| PROBLEM DESCRIPTION |
Copy each line of the data exactly. Leave nothing out.

| MATERIAL SHOWN |
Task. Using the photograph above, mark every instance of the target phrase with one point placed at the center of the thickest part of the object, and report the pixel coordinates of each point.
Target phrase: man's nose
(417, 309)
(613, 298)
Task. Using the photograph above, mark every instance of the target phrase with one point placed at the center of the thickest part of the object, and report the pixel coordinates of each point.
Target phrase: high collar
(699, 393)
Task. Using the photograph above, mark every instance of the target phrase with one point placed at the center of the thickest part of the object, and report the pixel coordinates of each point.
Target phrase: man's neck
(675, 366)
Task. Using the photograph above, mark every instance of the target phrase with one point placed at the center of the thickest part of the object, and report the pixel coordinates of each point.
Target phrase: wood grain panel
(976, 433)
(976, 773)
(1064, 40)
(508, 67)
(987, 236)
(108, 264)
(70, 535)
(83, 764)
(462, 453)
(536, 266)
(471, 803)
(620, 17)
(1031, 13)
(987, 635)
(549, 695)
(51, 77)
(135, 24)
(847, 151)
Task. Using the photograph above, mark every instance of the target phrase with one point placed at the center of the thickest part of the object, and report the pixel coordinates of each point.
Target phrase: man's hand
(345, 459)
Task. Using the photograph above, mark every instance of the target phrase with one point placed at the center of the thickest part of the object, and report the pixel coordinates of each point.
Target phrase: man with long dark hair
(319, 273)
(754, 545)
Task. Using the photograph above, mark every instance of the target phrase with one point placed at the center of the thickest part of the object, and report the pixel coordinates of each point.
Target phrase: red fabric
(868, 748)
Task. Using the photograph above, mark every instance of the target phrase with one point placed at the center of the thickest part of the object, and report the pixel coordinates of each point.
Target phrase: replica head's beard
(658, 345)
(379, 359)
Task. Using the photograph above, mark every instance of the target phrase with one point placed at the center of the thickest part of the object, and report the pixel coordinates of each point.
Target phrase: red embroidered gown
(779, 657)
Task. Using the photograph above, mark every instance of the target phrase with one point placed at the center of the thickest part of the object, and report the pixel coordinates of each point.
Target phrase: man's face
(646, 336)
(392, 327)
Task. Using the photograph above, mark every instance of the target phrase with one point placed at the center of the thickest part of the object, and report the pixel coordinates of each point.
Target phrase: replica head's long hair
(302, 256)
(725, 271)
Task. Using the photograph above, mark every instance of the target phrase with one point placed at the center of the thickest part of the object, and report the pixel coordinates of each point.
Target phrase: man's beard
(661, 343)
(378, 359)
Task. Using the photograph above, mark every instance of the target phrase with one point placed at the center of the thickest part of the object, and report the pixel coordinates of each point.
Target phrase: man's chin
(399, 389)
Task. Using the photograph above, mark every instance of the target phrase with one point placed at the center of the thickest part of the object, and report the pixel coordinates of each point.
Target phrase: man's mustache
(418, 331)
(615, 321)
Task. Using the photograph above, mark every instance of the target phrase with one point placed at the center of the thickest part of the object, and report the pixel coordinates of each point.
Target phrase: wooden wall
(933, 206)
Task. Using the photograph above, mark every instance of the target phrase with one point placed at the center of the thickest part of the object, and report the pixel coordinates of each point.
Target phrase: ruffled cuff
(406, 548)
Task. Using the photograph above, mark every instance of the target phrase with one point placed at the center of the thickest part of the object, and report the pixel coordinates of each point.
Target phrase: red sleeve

| EXPECTED ANSWER |
Task. Using the photograph above, mark every instance of the target phrase with one point placed at the center of the thickest part of the object, and report the pixel coordinates of each point.
Target phrase: man's nose
(417, 309)
(613, 298)
Task. Using the photograph above, mark every instance of the target phrase with one point placed at the center of the thickest part of the object, and report the pixel coordinates of each point.
Target phrase: high collar
(699, 393)
Task. Using the photograph above, mark every instance of the target phrase with one point placed at the center of the thickest part of the object, and report the pixel coordinates of each point.
Target phrase: man's neck
(675, 366)
Task. Using the photograph above, mark every instance of the target phrase with one point placed at the center of the thickest part of the object, and report the pixel coordinates of each point.
Target phrase: wood grain panel
(976, 433)
(976, 773)
(1064, 40)
(508, 67)
(987, 236)
(108, 264)
(70, 535)
(83, 764)
(462, 453)
(536, 266)
(471, 803)
(620, 17)
(1031, 13)
(987, 635)
(549, 695)
(51, 77)
(135, 24)
(847, 151)
Task. Using the photograph above, mark every instance of the target phrase with one point placed at the center of the thickest part of the object, and report the pixel coordinates of each point.
Target phrase: man's hand
(345, 459)
Task. Using the photograph above, mark every instance of the target phrase with one point placed at the center of the thickest part of the object, and report the pixel coordinates of each point.
Target phrase: man with long dark hair
(319, 273)
(754, 545)
Task. Using the photograph above, mark every instance of the target phrase with one point placed at the center of the thickest part of the object, and report the pixel coordinates of each point.
Target phrase: red fabric
(868, 748)
Task. Using the photograph above, mark every instance of the target phrase with one point placed at the center of the thickest part of the object, and report the pixel coordinates of each point.
Target phrase: replica head's beard
(658, 345)
(379, 359)
Task. Using the photograph above, mark every instance of the target phrase with one point placed at the center of the thickest part of the object, and report the pixel coordinates of each point.
Target phrase: red embroidered gown
(779, 657)
Task. Using the photograph above, mark every instance of the target phrase with one point placed at the center of the thickest part of the object, and report the pixel coordinates of each point.
Target phrase: man's face
(646, 336)
(392, 327)
Task. Using the photograph above, mark every instance of the target phrase with one point placed at the center of the thickest part of the object, and report the pixel coordinates of each point.
Target phrase: replica head's long hair
(302, 256)
(725, 271)
Task. Using the photograph above, mark every instance of the target phrase with one point placed at the center of the thickest part of the object, and report the pixel coordinates of each point.
Target phrase: man's beard
(661, 343)
(378, 359)
Task. Using the photograph above, mark every instance of the target phrase with one point placed at the center of the thickest part of the object, and report the pixel coordinates of each point.
Target phrase: man's chin
(399, 389)
Task. Using the photograph above, mark every instance of the target phrase with one point placed at the center of the thickest part of the object, and report the pixel coordinates of each point.
Target phrase: man's mustache
(418, 331)
(615, 321)
Task. Using the photograph above, mark every instance of the target phrase with one point placed at the center of the thickest part of the object, and report the pixel coordinates of each point.
Target phrase: wooden wall
(933, 206)
Task. Using the photograph above, mark every instance of the target phrase with one point placed at the center of the thickest part of the object, and report the pixel coordinates of each point.
Target phrase: ruffled cuff
(406, 548)
Task. Using the photograph above, mark every instance of the target phrase with one point placed at the center of the thickest part of the object, and report the pixel coordinates of each point.
Target phrase: red sleeve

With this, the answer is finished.